[PROBLEMS TO SOLVE]
(1) Write out the article on India's slowing growth word for word, from "Notwithstanding hype created" to "propelled the growth?".
(2) Resume the article on India's slowing growth, not the listing, by writing what follows its final sentence.
* BEGIN QUOTED PASSAGE *
Last year in March 2011 a confident FM presenting union budget forecasted Indian economy to grow at 9%. One year after that and we see the growth rate plunged to 6.5%, way below what was anticipated an year before. This year’s economic survey puts it as:
“For the Indian economy this was a year of disappointing growth performance. During each of the previous two years, 2009-10 and 2010-11, India’s gross domestic product GDP (at factor cost) grew by 8.4 per cent per annum. Further, in 2010-11, the GDP at market price grew by a remarkable 9.6 per cent. This performance, coming in the wake of one of the biggest global recessions in history, was outstanding. It fed expectations that India’s short economic downturn in 2008-9, when the GDP grew by 6.7 per cent, was behind us and the economy was on its way to full-fledged recovery. That did not happen.”
Notwithstanding hype created by bourgeoisie economist and media, all the available facts that are now emerging has completely rubbished the so called decoupling theory as responsible for the India’s economic performance in FY10 and FY11 (FY – Fiscal Year). Instead it was the temporal factors like dollar carry trade, fiscal stimulus that led to cushioning the economy. Subsequently when these factors waned out the economy grew at 6.5%, lowest in past 9 years starting 2003-04 (except obviously FY09).
What propelled the growth?
One needs to take a look at the very process of growth to analyse the current juncture. There were broadly two aspects that scripted the Indian growth story. One is private capital investment. Very act of India signing SAP (Structural Adjustment Program) implied policies pursued would be all about promoting investment of private capital. Neo-liberal reforms are nothing but steps that make terms of investment favourable to big corporations. This agenda was carried out diligently by subsequent governments irrespective of their political affiliations. More and more sectors of economy that were till then reserved for public investments or cottage industries were thrown open to private capital, framework of regulation was replaced by policy formulations that enticed private investments. Soon sectors like mining, communication saw private capital gushing in. State steadfastly anchored and committed itself for the protection of private capital at any cost.
Credit system was reworked by a spate of banking reforms by liberalizing it and one could see auto loans available at 7% to buy brand new Mercedes-Benz while farmers ended up paying 60% interest to buy agricultural inputs. Fiscal policy too was revamped and export industry hosted in SEZ granted tax holidays to ‘attract’ private investments. As a result private investment both domestic and foreign soared up leading to higher growth.
But where did demand or consumption come from? Capitalist would not invest into anything that could not be sold. That is second aspect we need to consider. Demand came from roughly 3 quarters. One is foreign demand. Services like IT and the spurt in mining were mainly meant for foreign consumption. Export of these commodities (in addition to tax incentives) saw their traders becoming billionaires. Rest of the consumption however is domestic (measured as PFCE – private final consumption expenditure), something much touted by bourgeoisie economists who declare the growth as ‘robust’ one based on domestic consumption.
* END QUOTED PASSAGE *
* BEGIN STORED DATA *
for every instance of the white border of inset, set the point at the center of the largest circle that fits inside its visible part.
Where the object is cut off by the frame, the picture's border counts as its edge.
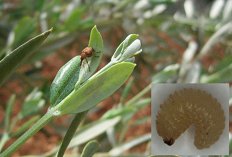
(184, 145)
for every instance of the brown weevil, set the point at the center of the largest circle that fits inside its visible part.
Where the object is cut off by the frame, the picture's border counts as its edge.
(86, 52)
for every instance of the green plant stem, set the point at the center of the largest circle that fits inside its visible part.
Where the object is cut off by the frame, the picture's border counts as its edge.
(30, 132)
(4, 139)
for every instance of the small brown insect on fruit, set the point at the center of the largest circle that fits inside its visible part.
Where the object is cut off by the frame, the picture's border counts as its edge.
(86, 52)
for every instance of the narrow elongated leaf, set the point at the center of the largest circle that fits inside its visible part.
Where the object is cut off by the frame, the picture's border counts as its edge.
(89, 149)
(65, 80)
(122, 47)
(90, 64)
(25, 126)
(9, 107)
(95, 90)
(9, 64)
(32, 104)
(126, 90)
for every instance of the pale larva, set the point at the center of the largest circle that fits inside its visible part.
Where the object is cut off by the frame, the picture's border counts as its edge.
(188, 107)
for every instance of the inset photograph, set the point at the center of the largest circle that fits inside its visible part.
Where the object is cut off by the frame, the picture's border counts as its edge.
(190, 119)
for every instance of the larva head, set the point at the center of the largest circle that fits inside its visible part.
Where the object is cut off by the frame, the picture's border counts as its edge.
(169, 141)
(88, 51)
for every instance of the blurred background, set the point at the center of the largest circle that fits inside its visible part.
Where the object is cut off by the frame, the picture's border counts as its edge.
(183, 41)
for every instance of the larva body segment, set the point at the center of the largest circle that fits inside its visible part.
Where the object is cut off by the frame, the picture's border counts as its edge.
(188, 107)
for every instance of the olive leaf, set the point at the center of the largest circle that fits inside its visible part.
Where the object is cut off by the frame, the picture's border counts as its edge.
(90, 64)
(95, 90)
(123, 46)
(65, 80)
(90, 148)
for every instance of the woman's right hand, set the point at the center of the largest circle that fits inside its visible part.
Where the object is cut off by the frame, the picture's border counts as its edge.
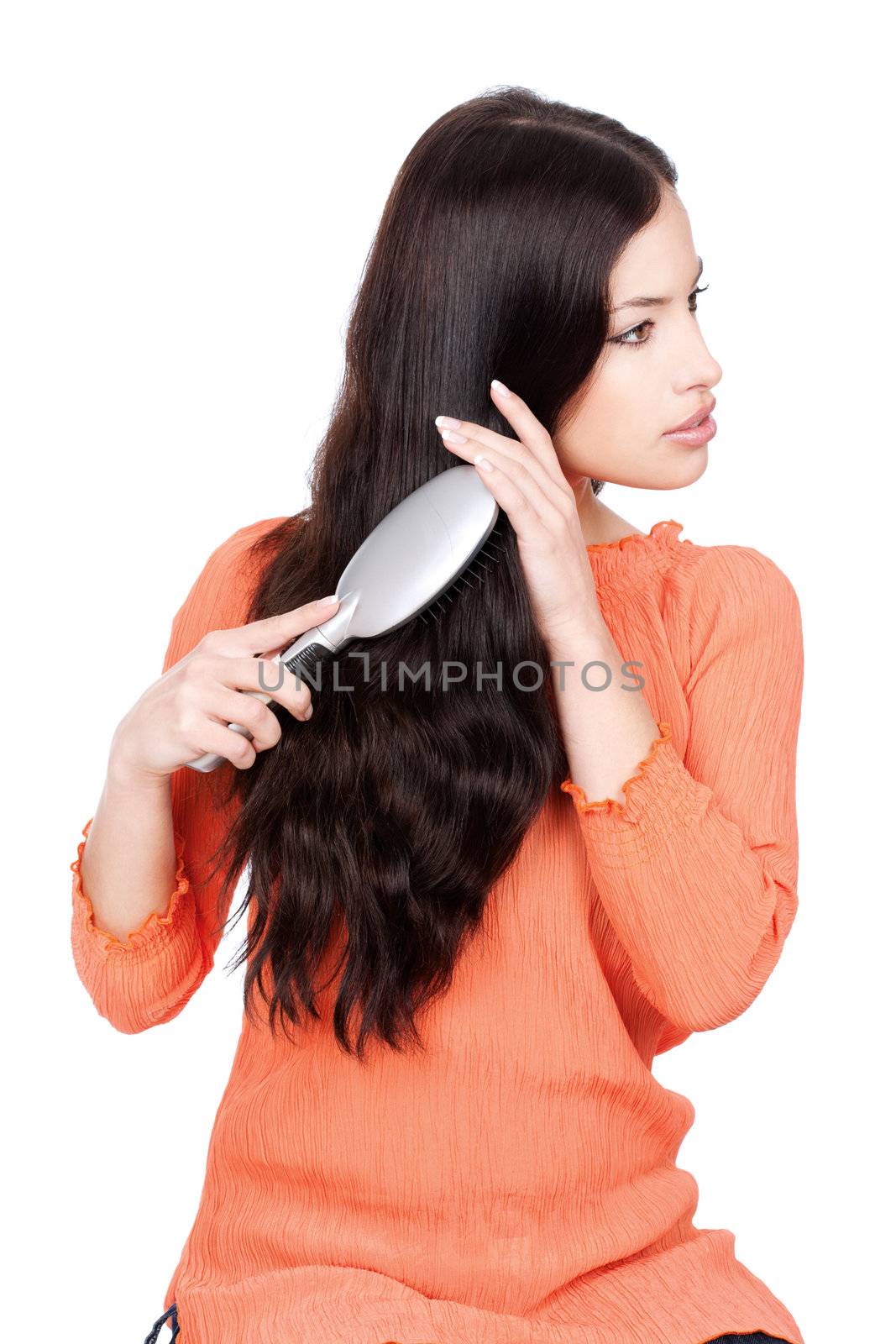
(186, 712)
* END STORED DATA *
[ANSWERS TO THE PROBLEMS]
(1)
Notwithstanding hype created by bourgeoisie economist and media, all the available facts that are now emerging has completely rubbished the so called decoupling theory as responsible for the India’s economic performance in FY10 and FY11 (FY – Fiscal Year). Instead it was the temporal factors like dollar carry trade, fiscal stimulus that led to cushioning the economy. Subsequently when these factors waned out the economy grew at 6.5%, lowest in past 9 years starting 2003-04 (except obviously FY09).
What propelled the growth?

(2)
A detailed analysis of PFCE dispels the notion though. PFCE analysis of 2004-05 to 2007-08 (above figures) indicates as much as 18.8% i.e. just less than 1/5 of expenditure on ‘Transport and Communication’. In fact 3 headings of this segment viz. Personal transport equipment, Operation of personal transport equipment and purchase of transport services put together accounts for whooping 17.09%. Just to put this in perspective, this was 12.97% in 1999-00 and soared to 18.09% in just 5 years. This indicates what types of expenses are fuelling economic growth. Now in the country where millions are impoverished or to go by Arjun Sengupta committee 77% of people live on Rs. 20 a day, can we say it is mass consumption propelling economic growth? Well, the answer is simple.
It is elite consumption on trendy cars, SUVs and extravagant foreign tours that is the driving force and not mass consumption. But is it just elites? What about the budding middle class? That is the third source of demand though with a caveat attached. Availability of cheap credit had played a major role here. In years before 2007 interest rates had been much lower and boom in many sector thrived on it. Construction that had 8% share in GDP last year is one of such debt-driven sector that witnessed boom. Thus on the basis of demand from sources discussed above and a gush of private capital investment in response to government’s ‘business-friendly’ approach resulted in Indian economy growing at 9% or higher.
What went wrong?
Things started changing since 2007 both globally and domestically. Inflation as indicated by WPI (Wholesale Price Index) touched 7% following price rises in global market. Government pre-occupied with growth kept on ignoring it until late 2009 when it reached threatening proportion. Only then RBI kicked in and increased interest rates 13 times since Jan 2010 in an attempt to cool down inflation. On one hand, this hampered credit driven consumer expenditure while on other hand cost of borrowing went up for capitalists making a dent into their profitability. Its impact on consumption and hence demand cannot be missed.
2011 census data released by Census directorate indicated as many as 3.7 million houses in Maharashtra lying vacant, with Pune alone accounting for 5,78,090 houses. Growth rate of construction sector too reflects the trend. It must be noted that this sector has been key driver of growth in boom period (FY04-08). Along with this, a slump in US, Eurozone and other parts of world has resulted in reduction in foreign demand and exports have gone down as well reflected in worsening of BOP (Balance of Payment) situation. It directly impacted merchandise export and subsequently trade deficit has ballooned from $32.52 bn Q3 FY11 to $47.72 bn in Q3 FY12.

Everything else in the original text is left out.